Stored data:
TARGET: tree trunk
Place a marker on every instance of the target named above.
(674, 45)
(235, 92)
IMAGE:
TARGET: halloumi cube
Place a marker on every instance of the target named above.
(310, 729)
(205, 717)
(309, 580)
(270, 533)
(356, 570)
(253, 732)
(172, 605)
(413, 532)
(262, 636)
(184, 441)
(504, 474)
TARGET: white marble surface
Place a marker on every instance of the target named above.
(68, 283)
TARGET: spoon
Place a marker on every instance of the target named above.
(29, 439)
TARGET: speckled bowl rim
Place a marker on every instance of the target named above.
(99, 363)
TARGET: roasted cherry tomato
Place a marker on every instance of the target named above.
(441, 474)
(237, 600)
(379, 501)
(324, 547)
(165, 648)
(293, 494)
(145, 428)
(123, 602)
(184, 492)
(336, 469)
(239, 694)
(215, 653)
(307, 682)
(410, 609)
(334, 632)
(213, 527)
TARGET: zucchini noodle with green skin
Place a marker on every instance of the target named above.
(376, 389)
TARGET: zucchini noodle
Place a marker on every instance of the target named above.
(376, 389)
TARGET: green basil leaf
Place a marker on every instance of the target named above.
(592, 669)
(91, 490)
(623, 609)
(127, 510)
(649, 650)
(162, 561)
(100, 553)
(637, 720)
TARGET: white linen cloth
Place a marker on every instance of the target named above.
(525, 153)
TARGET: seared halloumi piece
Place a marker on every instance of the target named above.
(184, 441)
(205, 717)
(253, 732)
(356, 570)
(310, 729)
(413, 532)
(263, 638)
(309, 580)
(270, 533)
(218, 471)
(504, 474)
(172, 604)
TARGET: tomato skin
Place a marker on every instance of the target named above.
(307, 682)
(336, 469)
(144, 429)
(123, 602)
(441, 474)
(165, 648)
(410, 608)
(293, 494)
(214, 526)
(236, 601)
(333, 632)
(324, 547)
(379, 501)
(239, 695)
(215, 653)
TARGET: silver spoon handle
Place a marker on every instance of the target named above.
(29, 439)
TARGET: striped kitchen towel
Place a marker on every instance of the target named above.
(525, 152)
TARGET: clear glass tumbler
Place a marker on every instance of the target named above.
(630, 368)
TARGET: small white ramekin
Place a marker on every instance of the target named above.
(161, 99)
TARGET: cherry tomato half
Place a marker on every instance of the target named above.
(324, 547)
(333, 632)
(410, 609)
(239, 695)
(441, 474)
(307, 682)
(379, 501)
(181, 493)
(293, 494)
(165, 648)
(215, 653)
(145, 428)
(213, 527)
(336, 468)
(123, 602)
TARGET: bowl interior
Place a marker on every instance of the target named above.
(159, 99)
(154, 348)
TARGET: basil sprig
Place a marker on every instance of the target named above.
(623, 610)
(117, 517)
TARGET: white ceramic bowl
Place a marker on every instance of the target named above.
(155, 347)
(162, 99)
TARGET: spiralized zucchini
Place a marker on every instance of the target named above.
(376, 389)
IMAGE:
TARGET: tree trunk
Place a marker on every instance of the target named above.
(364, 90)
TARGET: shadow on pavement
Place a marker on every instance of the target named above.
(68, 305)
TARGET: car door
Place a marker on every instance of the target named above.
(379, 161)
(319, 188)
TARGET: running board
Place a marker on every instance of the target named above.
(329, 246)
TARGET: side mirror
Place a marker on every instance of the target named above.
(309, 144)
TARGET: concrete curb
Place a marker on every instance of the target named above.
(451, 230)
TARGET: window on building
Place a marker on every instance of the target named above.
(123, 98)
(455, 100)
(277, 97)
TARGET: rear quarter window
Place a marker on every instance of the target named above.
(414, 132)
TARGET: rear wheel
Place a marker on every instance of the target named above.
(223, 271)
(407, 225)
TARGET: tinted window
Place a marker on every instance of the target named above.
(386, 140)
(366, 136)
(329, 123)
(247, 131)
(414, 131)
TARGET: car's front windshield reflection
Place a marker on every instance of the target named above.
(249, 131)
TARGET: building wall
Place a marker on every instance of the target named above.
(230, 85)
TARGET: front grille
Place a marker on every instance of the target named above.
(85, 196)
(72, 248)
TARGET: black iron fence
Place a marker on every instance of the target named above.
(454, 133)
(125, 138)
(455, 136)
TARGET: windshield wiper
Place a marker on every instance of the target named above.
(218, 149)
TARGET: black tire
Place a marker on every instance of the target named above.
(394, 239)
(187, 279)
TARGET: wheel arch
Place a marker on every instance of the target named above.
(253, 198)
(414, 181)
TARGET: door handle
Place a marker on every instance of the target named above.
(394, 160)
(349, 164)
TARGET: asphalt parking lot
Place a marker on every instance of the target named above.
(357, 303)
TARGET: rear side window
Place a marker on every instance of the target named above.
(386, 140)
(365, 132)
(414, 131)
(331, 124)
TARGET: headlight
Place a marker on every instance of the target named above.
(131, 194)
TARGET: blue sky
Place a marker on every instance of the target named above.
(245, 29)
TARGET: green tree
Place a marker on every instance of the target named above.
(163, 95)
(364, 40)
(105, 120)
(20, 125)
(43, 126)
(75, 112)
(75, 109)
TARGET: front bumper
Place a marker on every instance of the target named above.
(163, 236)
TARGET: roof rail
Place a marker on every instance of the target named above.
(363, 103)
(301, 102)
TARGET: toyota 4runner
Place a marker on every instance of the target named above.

The task:
Reproduce all of the records above line for line, without changing a single character.

Answer below:
TARGET: tree trunk
Place a marker on every instance of the target named above.
(674, 45)
(235, 92)
IMAGE:
TARGET: halloumi cube
Place a marker on every instance of the target named above.
(310, 729)
(205, 717)
(309, 580)
(270, 533)
(356, 570)
(253, 732)
(172, 605)
(413, 532)
(262, 636)
(184, 441)
(504, 474)
TARGET: white marble surface
Place a marker on every instance of the target named above.
(68, 283)
TARGET: spoon
Place a marker on every instance of the target named above.
(29, 439)
TARGET: speckled bowl rim
Place a marker on every instance of the target named above.
(99, 363)
TARGET: roasted cherry tomato
Place a marker on every instance of the target named above.
(441, 474)
(237, 600)
(379, 501)
(324, 547)
(165, 648)
(293, 494)
(145, 428)
(123, 602)
(184, 492)
(336, 469)
(239, 694)
(215, 653)
(307, 682)
(410, 609)
(334, 632)
(213, 527)
TARGET: zucchini noodle with green skin
Place a marker on every instance of the target named above.
(376, 389)
TARGET: zucchini noodle
Place a marker on every instance of the target named above.
(376, 389)
TARGET: green basil leaf
Place a marker on every instance of the target named above.
(592, 669)
(91, 490)
(623, 609)
(127, 510)
(649, 650)
(162, 561)
(100, 553)
(637, 720)
TARGET: white linen cloth
Place a marker on every instance of the target named above.
(525, 153)
TARGET: seared halloumi piece
Place a marker on every instance of the target named above.
(184, 441)
(205, 717)
(253, 732)
(356, 570)
(310, 729)
(413, 532)
(263, 638)
(309, 580)
(270, 533)
(218, 471)
(504, 474)
(172, 604)
TARGET: tomato skin
Place a marker on every instance of the target named above.
(307, 682)
(336, 469)
(144, 429)
(123, 602)
(441, 474)
(165, 648)
(410, 608)
(293, 494)
(214, 526)
(236, 601)
(333, 632)
(324, 547)
(379, 501)
(239, 695)
(215, 653)
TARGET: silver spoon handle
Place a marker on every instance of the target named above.
(29, 439)
TARGET: striped kitchen towel
Place a marker on every instance of the target named above.
(525, 152)
TARGET: clear glass tumbler
Place a marker on every instance of the target named above.
(630, 368)
TARGET: small white ramekin
Place a marker on every instance of the target named above.
(161, 99)
TARGET: cherry tomato half
Place a marker on every instance of the target named above.
(324, 547)
(333, 632)
(410, 609)
(239, 695)
(441, 474)
(307, 682)
(379, 501)
(181, 493)
(293, 494)
(165, 648)
(215, 653)
(145, 428)
(213, 527)
(336, 468)
(123, 602)
TARGET: bowl interior
Place a marker on every instance of the target named above.
(159, 99)
(154, 348)
TARGET: basil sprig
Place a marker on every instance of the target named above.
(623, 610)
(117, 517)
TARGET: white ceramic bowl
Place a marker on every instance of the target named above.
(155, 347)
(162, 99)
TARGET: spiralized zucchini
Place a marker on every instance of the target named above.
(376, 389)
IMAGE:
TARGET: tree trunk
Place a marker on every instance of the target named above.
(364, 90)
TARGET: shadow on pavement
Place a marker on every instance of the target named above.
(68, 305)
TARGET: car door
Place a marker on every instance of the target named above.
(379, 161)
(319, 188)
TARGET: running board
Place a marker on every instance of the target named above.
(329, 246)
TARGET: side mirror
Place a marker on every instance of the target named above.
(309, 144)
TARGET: concrete curb
Place a marker on every instance of the target named above.
(451, 230)
TARGET: window on building
Place a marker on every instance of the target named above.
(123, 98)
(455, 100)
(277, 97)
TARGET: rear quarter window
Place a marker on every instance of the target named above.
(414, 132)
TARGET: rear wheel
Place a marker on every instance of the target named above.
(223, 271)
(407, 225)
TARGET: tinted window
Place a marker on every instance of the target named above.
(386, 140)
(366, 136)
(329, 123)
(247, 131)
(414, 131)
TARGET: car's front windshield reflection
Place a marker on every instance of the target named above.
(249, 131)
TARGET: building wall
Place a marker on every instance of the target named above.
(230, 85)
TARGET: front grille
Place a marker on every instance of the target named above.
(85, 196)
(72, 248)
TARGET: black iron fence
Place a marker on every instance of the target named above.
(454, 133)
(125, 138)
(455, 136)
TARGET: windshield wiper
Place a marker on every instance of the target named above.
(218, 149)
TARGET: black tire
Place a marker on every instance of the target named above.
(394, 239)
(187, 279)
TARGET: wheel arch
Place a marker on every instance of the target named above.
(253, 198)
(414, 181)
TARGET: door handle
Place a marker on every instance of the target named above.
(394, 160)
(349, 164)
TARGET: asphalt parking lot
Place a marker on every instance of the target named above.
(357, 303)
TARGET: rear side window
Place a marker on every instance of the target named above.
(386, 140)
(365, 132)
(414, 131)
(331, 124)
TARGET: headlight
Place a marker on every instance of the target named above.
(131, 194)
TARGET: blue sky
Place a marker on every instance of the target named above.
(245, 29)
TARGET: green tree
Place a marker on every instance of the target named above.
(163, 95)
(364, 40)
(105, 120)
(20, 125)
(43, 126)
(75, 112)
(75, 109)
TARGET: front bumper
Place a marker on every instance of the target named above.
(163, 236)
TARGET: roof rail
Place a marker on every instance of the target named above.
(363, 103)
(301, 102)
TARGET: toyota 4runner
Place a marker on every instance of the target named above.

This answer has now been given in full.